Top of Supplied records
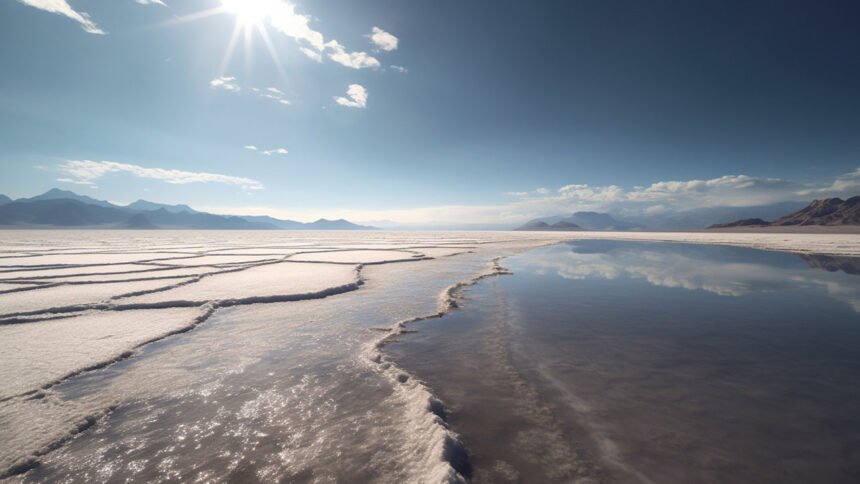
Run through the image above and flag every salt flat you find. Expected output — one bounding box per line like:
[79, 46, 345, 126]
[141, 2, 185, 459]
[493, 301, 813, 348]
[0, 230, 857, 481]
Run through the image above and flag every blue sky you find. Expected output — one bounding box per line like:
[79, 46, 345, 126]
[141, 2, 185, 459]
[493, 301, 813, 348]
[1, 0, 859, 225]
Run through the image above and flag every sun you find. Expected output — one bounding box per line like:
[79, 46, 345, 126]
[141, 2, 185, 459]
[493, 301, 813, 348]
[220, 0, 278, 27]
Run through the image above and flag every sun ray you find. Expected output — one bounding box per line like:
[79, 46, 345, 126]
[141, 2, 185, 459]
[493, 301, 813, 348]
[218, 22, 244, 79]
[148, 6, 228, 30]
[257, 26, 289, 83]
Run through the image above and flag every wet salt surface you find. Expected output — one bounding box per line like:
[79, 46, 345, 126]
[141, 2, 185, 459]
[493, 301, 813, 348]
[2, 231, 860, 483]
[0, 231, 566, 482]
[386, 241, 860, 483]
Bottom of Supplied records
> _Work instructions_
Among the lines of the data, find every one that holds "like" and copy it.

> _Task answer_
Run through the image above and flag every salt flat you find. Expected output — one bounding box per line like:
Run through the image above and flag every blue sky you find. Expected output — one bounding box per line like:
Run through the image above and flag every sun you find. Expected output — one bounding box per line like:
Run through the image above and flag every sun ray you find. Expected output — one bounding box per line like:
Run through the image above and flag every wet salt surface you find. Expected output — one bounding box per line like:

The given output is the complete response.